EXCERPTED PASSAGE:
- - -

I was talking – or messaging as many conversations are had these days – with a friend who was asking for help in how to interpret that persnickety of all insults, an office slight. She told me about the incident and then listed all the reasons it made her furious.
Her reaction triggered an image of myself a few years ago, dealing with difficult people in a confined setting: the strident, self-righteous indignant tones were so familiar.
“Think of murder as the number 10 on a scale of 1 to 10,” I said. “Where does this rank?”
“Four,” she typed back.
“Four?” I asked. Four was nearly halfway to murder. She explained the symbolic nature of the offending action and all the reasons her reaction was justified.
Our interaction reminded me of a talk I had in the first year I moved overseas.
“What is the worst thing that could happen?” Someone asked me in the middle of a rant about workplace antics.
“The worst thing?” I looked at her blankly.

- - -

Dataset entries

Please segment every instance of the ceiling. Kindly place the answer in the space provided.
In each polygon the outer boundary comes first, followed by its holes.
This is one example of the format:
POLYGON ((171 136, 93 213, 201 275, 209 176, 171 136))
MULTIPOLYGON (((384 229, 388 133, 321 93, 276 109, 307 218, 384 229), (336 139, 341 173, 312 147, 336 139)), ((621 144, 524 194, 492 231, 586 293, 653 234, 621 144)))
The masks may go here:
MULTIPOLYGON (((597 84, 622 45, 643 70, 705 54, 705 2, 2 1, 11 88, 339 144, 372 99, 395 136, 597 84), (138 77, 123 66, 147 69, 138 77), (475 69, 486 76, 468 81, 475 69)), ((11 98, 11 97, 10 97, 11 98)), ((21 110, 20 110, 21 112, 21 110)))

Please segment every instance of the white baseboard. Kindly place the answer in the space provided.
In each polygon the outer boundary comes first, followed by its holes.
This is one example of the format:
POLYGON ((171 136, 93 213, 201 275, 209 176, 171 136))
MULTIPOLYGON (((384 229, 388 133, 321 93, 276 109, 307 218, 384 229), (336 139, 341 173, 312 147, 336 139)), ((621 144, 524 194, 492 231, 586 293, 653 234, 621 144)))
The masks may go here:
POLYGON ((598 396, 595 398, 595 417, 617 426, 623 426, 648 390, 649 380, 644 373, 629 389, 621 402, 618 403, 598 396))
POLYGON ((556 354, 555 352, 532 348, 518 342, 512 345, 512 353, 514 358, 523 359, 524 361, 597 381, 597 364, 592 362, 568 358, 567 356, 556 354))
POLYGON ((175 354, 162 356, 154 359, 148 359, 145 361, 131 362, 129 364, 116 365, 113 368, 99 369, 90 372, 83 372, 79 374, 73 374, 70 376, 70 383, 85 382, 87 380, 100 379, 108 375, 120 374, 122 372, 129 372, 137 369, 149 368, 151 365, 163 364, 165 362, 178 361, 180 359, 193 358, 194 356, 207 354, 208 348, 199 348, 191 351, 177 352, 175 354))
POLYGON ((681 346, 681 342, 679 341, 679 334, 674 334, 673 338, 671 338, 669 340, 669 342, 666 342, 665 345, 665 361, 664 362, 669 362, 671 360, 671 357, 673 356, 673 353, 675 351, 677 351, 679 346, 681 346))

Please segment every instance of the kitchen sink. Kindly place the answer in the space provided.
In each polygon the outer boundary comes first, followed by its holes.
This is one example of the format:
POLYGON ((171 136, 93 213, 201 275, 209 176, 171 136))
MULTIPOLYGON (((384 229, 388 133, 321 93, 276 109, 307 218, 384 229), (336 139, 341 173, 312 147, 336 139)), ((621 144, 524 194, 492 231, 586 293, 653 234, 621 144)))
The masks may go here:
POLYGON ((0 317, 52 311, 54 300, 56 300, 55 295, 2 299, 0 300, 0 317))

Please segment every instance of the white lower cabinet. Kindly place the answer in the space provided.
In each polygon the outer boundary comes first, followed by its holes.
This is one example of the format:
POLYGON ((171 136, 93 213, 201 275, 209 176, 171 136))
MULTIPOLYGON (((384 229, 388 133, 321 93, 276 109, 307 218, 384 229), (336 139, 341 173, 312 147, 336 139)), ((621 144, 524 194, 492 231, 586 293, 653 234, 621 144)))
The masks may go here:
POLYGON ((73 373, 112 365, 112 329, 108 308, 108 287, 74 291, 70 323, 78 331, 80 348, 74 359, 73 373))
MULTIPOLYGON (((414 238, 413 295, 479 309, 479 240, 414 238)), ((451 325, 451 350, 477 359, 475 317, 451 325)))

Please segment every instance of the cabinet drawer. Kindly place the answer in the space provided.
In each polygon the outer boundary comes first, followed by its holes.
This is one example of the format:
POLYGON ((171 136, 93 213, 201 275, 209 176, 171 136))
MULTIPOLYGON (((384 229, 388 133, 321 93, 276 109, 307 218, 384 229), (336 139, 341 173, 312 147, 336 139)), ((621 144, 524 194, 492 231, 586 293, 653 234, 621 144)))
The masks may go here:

- - -

STATED GOAL:
Which questions does the passage about the office slight quote inside quotation marks? List every one.

ANSWER TO THE PROBLEM:
- Where does this rank?
- Four?
- What is the worst thing that could happen?
- The worst thing?